◆ Source
AT&T adds 1M postpaid subs in Q2 as shift away from device subsidies continues

AT&T Mobility (NYSE: T) added more than 1 million net postpaid subscribers in the second quarter, its best performance in the postpaid market in nearly five years. In contrast to rival Verizon Wireless (NYSE: VZ), which reported second-quarter earnings Tuesday and had tablets make up the bulk of its postpaid adds, the vast majority of AT&T's postpaid adds came from smartphones in the second quarter.

Click here for key slides from AT&T's second quarter earnings report.

AT&T's postpaid adds were higher than the 800,000 it said it was expecting when it pre-announced some earnings figures in early June.

Further, as had been expected based on its pre-announcement, AT&T reported a continuing trend toward device financing. AT&T said it had 3.1 million AT&T Next smartphone sales in the second quarter, compared to 2.9 million in the first quarter. AT&T said Next sales represented around 50 percent of all smartphone sales in the second quarter. That compares to around 40 percent in the first quarter (or 35 percent when taking out accelerated upgrades). Customers who choose to finance the cost of their device in monthly installments through Next then get access to discounted Mobile Share Value service pricing and earlier device upgrades.

"We are very pleased with what we are seeing from our wireless repositioning and are confident in our strategy," AT&T CFO John Stephens said on the company's earnings conference call.

◆ Required work
In the article on AT&T's second-quarter results, how many AT&T Next smartphone sales did AT&T report for the second quarter?

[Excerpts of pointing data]
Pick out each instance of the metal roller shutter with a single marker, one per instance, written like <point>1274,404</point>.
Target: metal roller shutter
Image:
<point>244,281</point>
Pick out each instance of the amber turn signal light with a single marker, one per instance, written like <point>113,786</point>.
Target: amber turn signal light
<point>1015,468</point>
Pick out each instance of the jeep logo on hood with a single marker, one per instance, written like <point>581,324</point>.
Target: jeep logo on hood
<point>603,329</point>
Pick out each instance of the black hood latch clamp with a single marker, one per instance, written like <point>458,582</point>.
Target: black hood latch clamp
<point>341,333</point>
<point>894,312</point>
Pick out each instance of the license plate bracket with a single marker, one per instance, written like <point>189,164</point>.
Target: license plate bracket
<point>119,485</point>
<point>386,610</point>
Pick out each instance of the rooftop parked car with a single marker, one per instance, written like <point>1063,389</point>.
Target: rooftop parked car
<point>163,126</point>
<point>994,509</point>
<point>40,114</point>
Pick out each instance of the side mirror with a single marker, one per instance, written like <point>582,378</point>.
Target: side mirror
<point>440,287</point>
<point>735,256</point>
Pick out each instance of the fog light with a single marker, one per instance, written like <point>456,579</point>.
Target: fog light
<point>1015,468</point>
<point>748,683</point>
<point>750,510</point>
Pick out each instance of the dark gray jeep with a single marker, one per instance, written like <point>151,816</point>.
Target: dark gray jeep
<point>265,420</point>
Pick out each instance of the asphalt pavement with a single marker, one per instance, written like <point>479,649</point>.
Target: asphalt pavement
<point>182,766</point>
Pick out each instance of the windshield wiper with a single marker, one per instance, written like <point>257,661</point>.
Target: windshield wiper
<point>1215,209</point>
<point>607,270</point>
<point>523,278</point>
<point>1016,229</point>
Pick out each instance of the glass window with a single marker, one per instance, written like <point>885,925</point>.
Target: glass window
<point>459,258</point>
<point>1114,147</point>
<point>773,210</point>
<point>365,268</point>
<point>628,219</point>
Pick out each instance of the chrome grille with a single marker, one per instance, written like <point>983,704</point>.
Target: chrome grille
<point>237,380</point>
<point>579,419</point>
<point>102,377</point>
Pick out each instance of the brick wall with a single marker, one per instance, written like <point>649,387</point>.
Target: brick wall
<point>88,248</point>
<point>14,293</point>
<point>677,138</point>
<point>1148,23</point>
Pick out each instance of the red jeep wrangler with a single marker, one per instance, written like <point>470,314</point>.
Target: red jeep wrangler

◆ Right answer
3.1 million